*What the task asks*: Can you quote the records below in full, word for word?

*Dataset extract*:
··········
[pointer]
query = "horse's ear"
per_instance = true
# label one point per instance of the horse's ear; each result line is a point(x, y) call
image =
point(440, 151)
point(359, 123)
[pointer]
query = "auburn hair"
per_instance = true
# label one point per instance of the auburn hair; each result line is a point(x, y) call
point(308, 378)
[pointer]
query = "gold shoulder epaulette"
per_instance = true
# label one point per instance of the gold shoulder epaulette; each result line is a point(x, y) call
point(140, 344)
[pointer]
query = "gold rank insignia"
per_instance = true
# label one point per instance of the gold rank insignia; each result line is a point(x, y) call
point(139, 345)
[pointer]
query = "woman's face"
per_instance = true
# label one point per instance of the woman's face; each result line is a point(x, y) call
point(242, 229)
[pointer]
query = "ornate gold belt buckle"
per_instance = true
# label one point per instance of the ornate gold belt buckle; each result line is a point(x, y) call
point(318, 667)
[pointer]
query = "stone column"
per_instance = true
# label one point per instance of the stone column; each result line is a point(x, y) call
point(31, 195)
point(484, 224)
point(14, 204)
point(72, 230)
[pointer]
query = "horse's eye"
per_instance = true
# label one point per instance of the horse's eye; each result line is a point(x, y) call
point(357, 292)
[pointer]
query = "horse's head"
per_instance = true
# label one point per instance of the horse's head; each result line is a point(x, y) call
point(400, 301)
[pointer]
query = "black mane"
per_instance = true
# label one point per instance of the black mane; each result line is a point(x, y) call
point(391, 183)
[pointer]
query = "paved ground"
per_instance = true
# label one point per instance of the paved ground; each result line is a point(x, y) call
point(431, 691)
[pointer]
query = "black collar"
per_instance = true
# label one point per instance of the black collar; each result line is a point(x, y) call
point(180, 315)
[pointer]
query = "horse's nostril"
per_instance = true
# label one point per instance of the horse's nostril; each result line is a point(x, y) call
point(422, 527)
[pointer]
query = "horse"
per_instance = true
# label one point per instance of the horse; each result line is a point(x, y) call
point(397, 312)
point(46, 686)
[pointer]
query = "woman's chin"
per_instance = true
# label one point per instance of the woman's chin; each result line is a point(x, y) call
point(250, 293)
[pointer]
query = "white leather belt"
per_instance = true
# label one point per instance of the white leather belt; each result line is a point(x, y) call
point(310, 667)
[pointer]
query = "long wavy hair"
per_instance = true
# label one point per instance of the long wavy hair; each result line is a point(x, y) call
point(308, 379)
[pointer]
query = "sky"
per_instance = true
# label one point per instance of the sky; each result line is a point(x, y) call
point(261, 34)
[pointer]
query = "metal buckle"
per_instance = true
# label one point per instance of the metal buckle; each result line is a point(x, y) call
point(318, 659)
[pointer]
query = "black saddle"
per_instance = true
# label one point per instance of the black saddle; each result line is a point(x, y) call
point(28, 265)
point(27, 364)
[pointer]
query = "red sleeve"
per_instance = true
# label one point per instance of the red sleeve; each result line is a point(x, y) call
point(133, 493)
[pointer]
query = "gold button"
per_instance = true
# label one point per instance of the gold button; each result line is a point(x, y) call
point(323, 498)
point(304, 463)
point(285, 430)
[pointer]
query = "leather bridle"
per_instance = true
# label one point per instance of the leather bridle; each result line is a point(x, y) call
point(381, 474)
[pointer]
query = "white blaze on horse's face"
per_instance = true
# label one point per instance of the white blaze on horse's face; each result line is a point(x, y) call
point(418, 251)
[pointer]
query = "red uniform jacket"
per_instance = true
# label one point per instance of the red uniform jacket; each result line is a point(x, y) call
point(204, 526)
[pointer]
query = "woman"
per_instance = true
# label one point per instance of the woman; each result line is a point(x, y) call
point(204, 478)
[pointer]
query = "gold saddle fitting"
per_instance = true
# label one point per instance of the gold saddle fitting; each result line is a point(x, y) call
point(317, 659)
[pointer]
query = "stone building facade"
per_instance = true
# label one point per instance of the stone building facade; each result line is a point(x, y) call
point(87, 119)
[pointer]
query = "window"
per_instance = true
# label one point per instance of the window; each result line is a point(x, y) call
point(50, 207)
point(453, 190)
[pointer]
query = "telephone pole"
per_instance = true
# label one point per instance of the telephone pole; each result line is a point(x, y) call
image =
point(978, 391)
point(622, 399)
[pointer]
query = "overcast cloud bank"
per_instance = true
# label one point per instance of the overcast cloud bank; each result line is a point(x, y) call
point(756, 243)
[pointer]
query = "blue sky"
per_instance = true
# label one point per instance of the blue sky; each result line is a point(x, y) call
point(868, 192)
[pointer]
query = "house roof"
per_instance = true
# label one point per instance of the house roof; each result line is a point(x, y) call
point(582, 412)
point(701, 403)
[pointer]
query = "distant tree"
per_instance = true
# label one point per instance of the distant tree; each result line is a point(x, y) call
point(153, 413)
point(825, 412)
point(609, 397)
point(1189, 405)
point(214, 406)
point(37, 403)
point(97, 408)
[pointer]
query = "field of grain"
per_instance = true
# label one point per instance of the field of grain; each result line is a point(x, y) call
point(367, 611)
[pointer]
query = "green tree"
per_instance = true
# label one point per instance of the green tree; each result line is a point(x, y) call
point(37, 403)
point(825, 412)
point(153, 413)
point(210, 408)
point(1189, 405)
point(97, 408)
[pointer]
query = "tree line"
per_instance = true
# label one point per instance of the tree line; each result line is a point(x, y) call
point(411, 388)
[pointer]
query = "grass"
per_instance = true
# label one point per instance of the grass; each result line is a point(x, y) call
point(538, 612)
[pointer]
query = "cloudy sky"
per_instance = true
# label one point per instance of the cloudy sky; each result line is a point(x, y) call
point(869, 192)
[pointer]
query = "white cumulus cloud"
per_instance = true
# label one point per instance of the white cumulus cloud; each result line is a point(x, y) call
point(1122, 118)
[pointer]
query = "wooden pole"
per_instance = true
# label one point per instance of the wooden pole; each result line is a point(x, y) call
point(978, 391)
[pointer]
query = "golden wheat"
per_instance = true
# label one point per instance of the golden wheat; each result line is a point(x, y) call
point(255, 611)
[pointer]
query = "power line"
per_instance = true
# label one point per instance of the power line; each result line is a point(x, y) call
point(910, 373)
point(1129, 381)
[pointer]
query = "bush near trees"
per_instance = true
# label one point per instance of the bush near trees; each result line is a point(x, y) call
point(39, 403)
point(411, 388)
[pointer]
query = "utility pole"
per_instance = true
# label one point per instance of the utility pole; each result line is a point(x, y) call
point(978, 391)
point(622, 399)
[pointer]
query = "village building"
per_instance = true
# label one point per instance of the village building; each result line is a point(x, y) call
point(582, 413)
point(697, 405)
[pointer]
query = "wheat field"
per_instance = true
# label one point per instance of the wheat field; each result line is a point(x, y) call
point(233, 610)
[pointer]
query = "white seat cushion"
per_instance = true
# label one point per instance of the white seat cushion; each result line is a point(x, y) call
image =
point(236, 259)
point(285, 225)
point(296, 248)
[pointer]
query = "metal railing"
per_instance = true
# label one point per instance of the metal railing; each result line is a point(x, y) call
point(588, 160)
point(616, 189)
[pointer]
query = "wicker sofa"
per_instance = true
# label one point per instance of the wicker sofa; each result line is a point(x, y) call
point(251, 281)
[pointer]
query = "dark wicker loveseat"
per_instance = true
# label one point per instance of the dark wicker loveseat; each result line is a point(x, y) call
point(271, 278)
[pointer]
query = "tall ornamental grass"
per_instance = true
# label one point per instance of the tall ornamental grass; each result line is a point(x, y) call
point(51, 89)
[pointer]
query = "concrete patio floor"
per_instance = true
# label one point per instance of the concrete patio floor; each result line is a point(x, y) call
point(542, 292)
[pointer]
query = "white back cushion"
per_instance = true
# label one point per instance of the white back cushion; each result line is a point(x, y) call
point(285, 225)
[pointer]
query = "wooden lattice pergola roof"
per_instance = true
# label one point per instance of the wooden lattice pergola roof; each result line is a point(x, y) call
··········
*The response*:
[pointer]
query = "horse's ear"
per_instance = true
# label one point per instance of the horse's ear; each result line is a point(x, y) call
image =
point(440, 151)
point(359, 123)
[pointer]
query = "auburn hair"
per_instance = true
# label one point per instance of the auburn hair; each result line is a point(x, y) call
point(308, 378)
[pointer]
query = "gold shoulder epaulette"
per_instance = true
# label one point per instance of the gold shoulder epaulette; each result line is a point(x, y) call
point(140, 344)
[pointer]
query = "gold rank insignia"
per_instance = true
# label one point per instance of the gold rank insignia; each result line is a point(x, y) call
point(139, 345)
[pointer]
query = "woman's face"
per_instance = true
# label one point per instance of the woman's face; each result line is a point(x, y) call
point(242, 229)
[pointer]
query = "ornate gold belt buckle"
per_instance = true
# label one point per instance of the ornate gold belt buckle; each result line is a point(x, y) call
point(318, 667)
[pointer]
query = "stone column"
per_instance = true
# label one point per instance of the stone column; each result line is a point(x, y) call
point(31, 195)
point(484, 224)
point(14, 204)
point(72, 230)
[pointer]
query = "horse's eye"
per_instance = true
# label one point per instance of the horse's eye; each result line is a point(x, y) call
point(357, 292)
[pointer]
query = "horse's head"
per_instance = true
# label one point per instance of the horse's head; each result line is a point(x, y) call
point(400, 301)
[pointer]
query = "black mane"
per_instance = true
# label one point per instance of the black mane; each result line is a point(x, y) call
point(391, 183)
[pointer]
query = "paved ground"
per_instance = true
# label one point per instance of the paved ground; each result line is a point(x, y) call
point(431, 691)
[pointer]
query = "black collar"
per_instance = true
# label one point per instance of the black collar; each result line is a point(x, y) call
point(180, 315)
[pointer]
query = "horse's nostril"
per_instance = true
# label one point per instance of the horse's nostril; each result line is a point(x, y) call
point(422, 527)
[pointer]
query = "horse"
per_instance = true
# label one point per instance of the horse; each result line is a point(x, y) call
point(397, 312)
point(46, 686)
[pointer]
query = "woman's chin"
per_instance = true
# label one point per instance of the woman's chin; each result line is a point(x, y) call
point(250, 293)
[pointer]
query = "white leather belt"
per_instance = true
# label one point per instance of the white leather belt; each result line is a point(x, y) call
point(310, 667)
[pointer]
query = "long wavy hair"
per_instance = true
# label one point per instance of the long wavy hair; each result line is a point(x, y) call
point(308, 379)
[pointer]
query = "sky"
per_instance = true
# label one point per instance of the sky; each result line is a point(x, y) call
point(261, 34)
[pointer]
query = "metal buckle"
per_instance = true
# label one point per instance of the metal buckle; each result line is a point(x, y) call
point(318, 659)
[pointer]
query = "black saddle"
per_instance = true
# label one point per instance of the black saddle; each result line is a point(x, y) call
point(28, 265)
point(27, 364)
[pointer]
query = "red sleeve"
per_instance = true
# label one point per instance of the red sleeve; each result line is a point(x, y) call
point(133, 493)
[pointer]
query = "gold button"
per_instance = true
# label one point per instance of the gold button; each result line is a point(x, y) call
point(323, 498)
point(304, 463)
point(285, 430)
[pointer]
query = "leather bridle"
per_instance = true
# label one point per instance of the leather bridle; each result line is a point(x, y) call
point(381, 474)
[pointer]
query = "white blaze on horse's face"
per_instance = true
# label one point per instance of the white blaze on horse's face; each result line is a point(x, y) call
point(418, 251)
[pointer]
query = "red uniform jacket"
per_instance = true
# label one point per instance of the red uniform jacket; each result line is a point(x, y) call
point(204, 526)
[pointer]
query = "woman"
per_instance = true
# label one point per instance of the woman; each result line is a point(x, y) call
point(204, 478)
[pointer]
query = "gold saddle fitting"
per_instance = true
# label one point per instance of the gold saddle fitting; each result line is a point(x, y) call
point(317, 659)
[pointer]
query = "stone building facade"
per_instance = true
# label one point per instance of the stone building facade; each result line is a point(x, y) call
point(87, 119)
[pointer]
query = "window"
per_instance = true
# label one point per instance of the window; each result line is a point(x, y) call
point(50, 207)
point(453, 190)
[pointer]
query = "telephone pole"
per_instance = true
# label one point per instance of the telephone pole; each result line is a point(x, y) call
image =
point(978, 391)
point(622, 399)
[pointer]
query = "overcast cloud bank"
per_instance = true
# label one point per instance of the overcast cloud bank; each result line is a point(x, y) call
point(756, 243)
[pointer]
query = "blue sky"
per_instance = true
# label one point per instance of the blue sky; each result line is a point(x, y) call
point(868, 192)
[pointer]
query = "house roof"
per_instance = true
# label one point per instance of the house roof; each result line is a point(x, y) call
point(582, 412)
point(701, 403)
[pointer]
query = "distant tree"
per_instance = true
# label one point per instance of the distant tree; each result line is a point(x, y) call
point(153, 413)
point(825, 412)
point(609, 397)
point(1189, 405)
point(214, 406)
point(37, 403)
point(97, 408)
[pointer]
query = "field of grain"
per_instance = true
# label one point per instance of the field of grain; each result line is a point(x, y) call
point(367, 611)
[pointer]
query = "green tree"
per_instance = true
# label one point per instance of the green tree; each result line is a point(x, y) call
point(37, 403)
point(825, 412)
point(153, 413)
point(210, 408)
point(1189, 405)
point(97, 408)
[pointer]
query = "tree line"
per_instance = true
# label one point per instance of the tree line; each result line is a point(x, y) call
point(411, 388)
[pointer]
query = "grass"
per_instance = true
# label one point per instance of the grass; each result line is a point(x, y) call
point(538, 612)
[pointer]
query = "cloudy sky"
per_instance = true
# label one point per instance of the cloudy sky; each result line is a point(x, y) call
point(869, 192)
[pointer]
query = "white cumulus cloud"
per_instance = true
# label one point per instance of the white cumulus cloud; each result line is a point(x, y) call
point(1122, 118)
[pointer]
query = "wooden pole"
per_instance = true
# label one point per instance of the wooden pole; each result line is a point(x, y) call
point(978, 391)
[pointer]
query = "golden wheat"
per_instance = true
# label one point per instance of the golden wheat; each result line is a point(x, y) call
point(255, 611)
[pointer]
query = "power line"
per_instance = true
# label one point per instance of the power line; each result line is a point(x, y) call
point(910, 373)
point(1129, 381)
[pointer]
query = "bush near trees"
per_instance = true
# label one point per instance of the bush near trees; each result line is a point(x, y) call
point(39, 403)
point(411, 388)
[pointer]
query = "utility pole"
per_instance = true
# label one point per instance of the utility pole; each result line is a point(x, y) call
point(978, 391)
point(622, 399)
[pointer]
query = "village building"
per_instance = true
# label one point per instance of the village building; each result line is a point(x, y) call
point(582, 413)
point(697, 405)
[pointer]
query = "wheat field"
per_instance = true
# label one point per instance of the wheat field; each result line is a point(x, y) call
point(233, 610)
[pointer]
query = "white seat cushion"
per_instance = true
# label one point per instance of the white seat cushion; each result line is a point(x, y) call
image =
point(236, 259)
point(285, 225)
point(296, 248)
[pointer]
query = "metal railing"
per_instance = true
# label one point per instance of the metal railing; each result line is a point(x, y) call
point(588, 160)
point(616, 189)
[pointer]
query = "wicker sofa"
per_instance = true
# label one point per instance of the wicker sofa; each result line is a point(x, y) call
point(251, 281)
[pointer]
query = "dark wicker loveseat"
per_instance = true
# label one point per instance of the dark wicker loveseat; each result line is a point(x, y) call
point(271, 278)
[pointer]
query = "tall ornamental grass"
per_instance = true
# label one point per instance of the tall ornamental grass; each result line is a point(x, y) call
point(51, 89)
[pointer]
query = "concrete patio floor"
per_instance = true
# label one point per instance of the concrete patio floor; each result line is a point(x, y) call
point(542, 292)
[pointer]
query = "white back cushion"
per_instance = true
# label one point per instance of the white back cushion; each result line is a point(x, y) call
point(285, 225)
[pointer]
query = "wooden lattice pergola roof"
per_instance = true
# label one point per instance of the wooden lattice pergola roof; each result line is a point(x, y) call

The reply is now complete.